START TEXT PASSAGE

Just concentrate on ‘one’

Sherri Gardner HowellFarragut, Kitchen Table Talk

I am not a numbers person. They fly right past me, in-and-out of my head at light speed.

Except for a few…

It’s strange – how some numbers stick and others don’t. Back in the dark ages when I was a student at the University of Tennessee, you used your driver’s license number to identify yourself to pick up your schedule and your grades. That was four short years of reciting my driver’s license number maybe eight times a year, yet I can tell it to you right now without a thought. I can remember by cell phone number (most of the time), my social security number and the telephone and street numbers at the house I grew up in.

These days, I hedge my bets and write down anything I need to remember that has a number in it.

In a recent conversation with my grandson King, who is 5, he was celebrating that we still had five more minutes to play. In the next second, he was insisting that I stay in Nashville for “100 days.”

“Then,” he reasoned, “It will be time to go to the beach.”

We go to the beach in July, which, thankfully, is a lot less than 100 days away.

Today, I am concentrating on an attitude of acceleration, and it involves numbers. I am looking forward, and I am concentrating only on single digit numbers.

Two years ago, on June 10, I was flying home after a great week in Denver with a friend. We had a wonderful time seeing the city. I got to visit with my goddaughter, Libby, and her family. It was a great time, and it seems like yesterday.

One year ago, on June 10, I was getting off an Airmed flight from Salerno, Italy, on a stretcher, being checked-in at University of Tennessee Medical Center for surgery on my broken leg the next day. That was followed by days of considerable pain, weeks of rehab and many worries for those who love me. It was a watershed moment, a time of trials and recovery. It seems as if it happened eons ago.

And therein lies my point and my attitude of acceleration. I am weary of all that is happening in the world around me: the brutality, the senseless violence amid the voices of peace and change, the wear-or-don’t-wear facemasks questions, the hug-or-don’t-hug awkward moments, the longing to see friends, the wish to have questions answered, the yearning to be free of a level of uncertainty that is unprecedented – it all just seems too much.

But in just ONE year, things could be different. Don’t count days, for 365 are too many. Count to one, then two. So much can change between now and just ONE year from today.  And in TWO years, well … the sky’s the limit.

I am leaning on my faith and a hope that those a lot smarter than I am will move us forward from today in the best way. I can’t wait to look back, just ONE year from today, and say, “It was a watershed moment, a time of trials and recovery. It seems as if it happened eons ago.”

Then, maybe, I will spend “100 days” playing with my grandsons.

Sherri Gardner Howell has been writing about family life for newspapers and magazines since 1987. She lives in West Knoxville, is married to Neville Howell and has two sons and three grandsons.

END TEXT PASSAGE
START DATA SHOWN

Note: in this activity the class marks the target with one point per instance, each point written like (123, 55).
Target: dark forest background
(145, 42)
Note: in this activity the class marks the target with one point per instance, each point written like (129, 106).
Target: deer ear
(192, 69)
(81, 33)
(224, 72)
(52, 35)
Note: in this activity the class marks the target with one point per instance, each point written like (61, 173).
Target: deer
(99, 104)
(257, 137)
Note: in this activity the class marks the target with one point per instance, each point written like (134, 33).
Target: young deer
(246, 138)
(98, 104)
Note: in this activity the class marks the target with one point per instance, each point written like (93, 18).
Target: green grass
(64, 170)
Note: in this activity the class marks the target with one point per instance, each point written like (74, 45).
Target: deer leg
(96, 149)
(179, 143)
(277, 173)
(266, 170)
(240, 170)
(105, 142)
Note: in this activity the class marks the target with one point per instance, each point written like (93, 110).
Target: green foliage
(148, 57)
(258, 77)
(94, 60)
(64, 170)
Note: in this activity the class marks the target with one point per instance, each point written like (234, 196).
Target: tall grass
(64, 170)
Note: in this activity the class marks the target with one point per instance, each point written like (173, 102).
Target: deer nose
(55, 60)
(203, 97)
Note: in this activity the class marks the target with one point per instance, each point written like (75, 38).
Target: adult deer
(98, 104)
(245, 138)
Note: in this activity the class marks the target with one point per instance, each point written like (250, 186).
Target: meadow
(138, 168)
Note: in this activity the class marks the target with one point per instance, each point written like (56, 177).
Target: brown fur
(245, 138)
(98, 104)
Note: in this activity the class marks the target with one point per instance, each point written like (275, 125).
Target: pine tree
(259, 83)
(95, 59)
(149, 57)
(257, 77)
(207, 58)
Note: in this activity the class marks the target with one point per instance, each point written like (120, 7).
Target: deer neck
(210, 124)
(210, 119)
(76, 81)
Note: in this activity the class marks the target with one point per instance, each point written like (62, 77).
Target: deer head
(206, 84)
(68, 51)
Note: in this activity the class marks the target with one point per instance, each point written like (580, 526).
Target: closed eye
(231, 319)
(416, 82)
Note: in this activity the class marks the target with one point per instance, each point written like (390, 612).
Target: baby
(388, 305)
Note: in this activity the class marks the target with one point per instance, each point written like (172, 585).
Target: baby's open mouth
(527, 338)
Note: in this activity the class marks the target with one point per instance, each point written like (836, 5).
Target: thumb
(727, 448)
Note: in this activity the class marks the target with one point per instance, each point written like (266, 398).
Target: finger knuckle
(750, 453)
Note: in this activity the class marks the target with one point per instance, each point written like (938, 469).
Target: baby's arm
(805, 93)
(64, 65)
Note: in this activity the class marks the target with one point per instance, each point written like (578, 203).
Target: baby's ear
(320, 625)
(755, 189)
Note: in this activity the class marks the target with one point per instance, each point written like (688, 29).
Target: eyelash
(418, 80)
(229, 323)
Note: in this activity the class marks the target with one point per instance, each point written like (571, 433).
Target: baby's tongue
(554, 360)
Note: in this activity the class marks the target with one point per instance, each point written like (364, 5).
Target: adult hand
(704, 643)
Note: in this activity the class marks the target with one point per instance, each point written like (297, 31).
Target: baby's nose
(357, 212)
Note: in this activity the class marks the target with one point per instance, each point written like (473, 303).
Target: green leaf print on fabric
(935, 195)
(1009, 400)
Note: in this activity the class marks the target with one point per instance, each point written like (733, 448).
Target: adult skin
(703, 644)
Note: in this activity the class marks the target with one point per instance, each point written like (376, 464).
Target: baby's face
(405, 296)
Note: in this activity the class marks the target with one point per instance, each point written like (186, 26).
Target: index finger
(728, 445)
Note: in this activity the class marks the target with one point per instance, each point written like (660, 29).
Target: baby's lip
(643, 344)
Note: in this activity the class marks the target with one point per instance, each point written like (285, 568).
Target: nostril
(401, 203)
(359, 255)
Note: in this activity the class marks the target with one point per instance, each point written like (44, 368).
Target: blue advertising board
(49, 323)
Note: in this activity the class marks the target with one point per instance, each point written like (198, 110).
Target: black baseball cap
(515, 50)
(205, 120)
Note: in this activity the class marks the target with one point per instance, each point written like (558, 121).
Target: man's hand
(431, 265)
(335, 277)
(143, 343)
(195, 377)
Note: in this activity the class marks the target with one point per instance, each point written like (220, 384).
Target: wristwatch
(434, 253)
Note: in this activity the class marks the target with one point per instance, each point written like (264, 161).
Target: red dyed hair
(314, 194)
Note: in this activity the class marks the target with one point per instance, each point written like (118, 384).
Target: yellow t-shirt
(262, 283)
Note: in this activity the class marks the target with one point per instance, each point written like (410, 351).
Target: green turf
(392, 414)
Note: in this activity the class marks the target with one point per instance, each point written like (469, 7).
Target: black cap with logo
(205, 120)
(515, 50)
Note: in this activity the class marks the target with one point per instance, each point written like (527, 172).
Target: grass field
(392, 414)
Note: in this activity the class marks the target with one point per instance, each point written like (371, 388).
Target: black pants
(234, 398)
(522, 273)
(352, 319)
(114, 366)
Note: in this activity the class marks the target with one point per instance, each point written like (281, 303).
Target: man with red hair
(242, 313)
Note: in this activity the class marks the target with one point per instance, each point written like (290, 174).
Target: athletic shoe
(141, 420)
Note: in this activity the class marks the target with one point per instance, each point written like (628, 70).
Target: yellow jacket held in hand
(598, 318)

END DATA SHOWN

## ASSIGNMENT
Write out the part of the column on counting years from "I am not a numbers" up to and including "grew up in.", word for word. None of the data above matters for what comes next.

## RESPONSE
I am not a numbers person. They fly right past me, in-and-out of my head at light speed.

Except for a few…

It’s strange – how some numbers stick and others don’t. Back in the dark ages when I was a student at the University of Tennessee, you used your driver’s license number to identify yourself to pick up your schedule and your grades. That was four short years of reciting my driver’s license number maybe eight times a year, yet I can tell it to you right now without a thought. I can remember by cell phone number (most of the time), my social security number and the telephone and street numbers at the house I grew up in.